§ **PROBLEM REQUIREMENTS**: Write out the data again exactly, skipping every picture.
****************************************
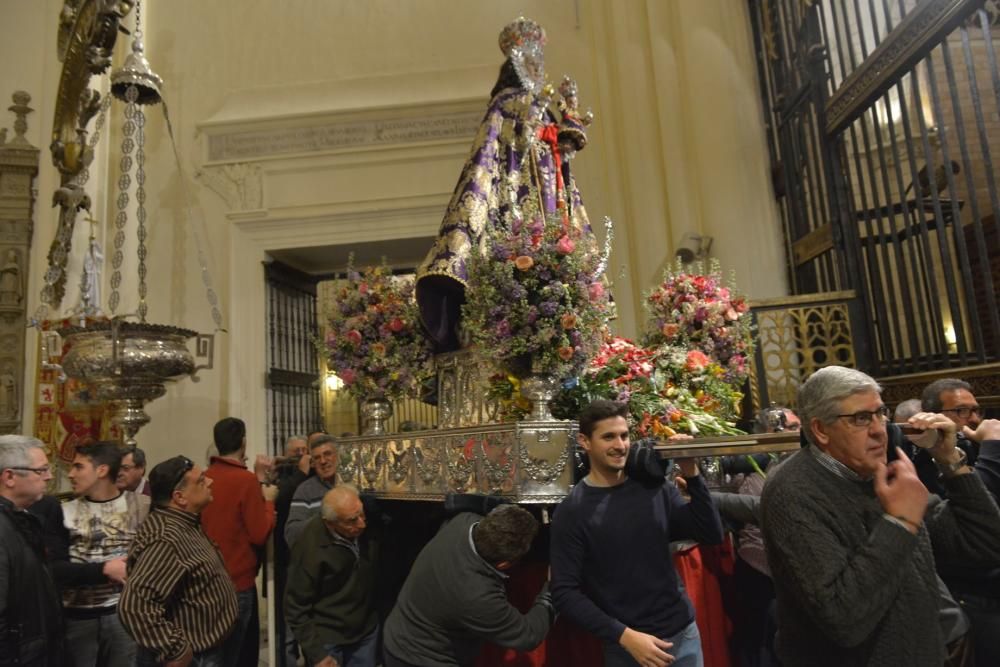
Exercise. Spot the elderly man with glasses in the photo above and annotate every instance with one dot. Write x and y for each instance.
(851, 539)
(179, 603)
(31, 630)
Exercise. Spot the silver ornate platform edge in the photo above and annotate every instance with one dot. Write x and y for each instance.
(526, 462)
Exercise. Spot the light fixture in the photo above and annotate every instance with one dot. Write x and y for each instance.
(950, 338)
(333, 382)
(693, 247)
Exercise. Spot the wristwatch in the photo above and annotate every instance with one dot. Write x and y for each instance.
(949, 469)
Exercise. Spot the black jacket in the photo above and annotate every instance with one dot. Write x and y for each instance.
(31, 631)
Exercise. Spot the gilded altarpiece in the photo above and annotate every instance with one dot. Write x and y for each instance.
(18, 168)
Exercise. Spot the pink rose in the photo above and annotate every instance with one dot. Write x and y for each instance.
(696, 361)
(565, 245)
****************************************
§ **ANSWER TO THIS TASK**:
Exercise. Spot the elderly man with glasses in the photo above and annotate every instance with one dot. Write x and y for each instance.
(851, 539)
(179, 603)
(31, 630)
Exercise. Spot the silver ornate platform edge in the photo above and annotate every instance with one dot. Write x and y for each instance.
(526, 462)
Exercise. Spot the light fixture in the photo above and annotate every instance with one dot. Write x and y for each instance.
(950, 338)
(333, 382)
(693, 247)
Exercise. Spot the wristwatch in the photo above and annotate every instance with one dot. Write x and y for each instance.
(949, 469)
Exercise. Spot the black jacket in the photo above and annotate every instance with one dot. Write x and y for each instance.
(31, 631)
Exercise. Spot the gilded altarpiece in the photo above and annotate every instance with one dot. Write x and y for each instance.
(18, 168)
Exercise. Spot the pink rose in the photo above and annotate every instance with one dot. Write x and y for each instance.
(696, 361)
(565, 245)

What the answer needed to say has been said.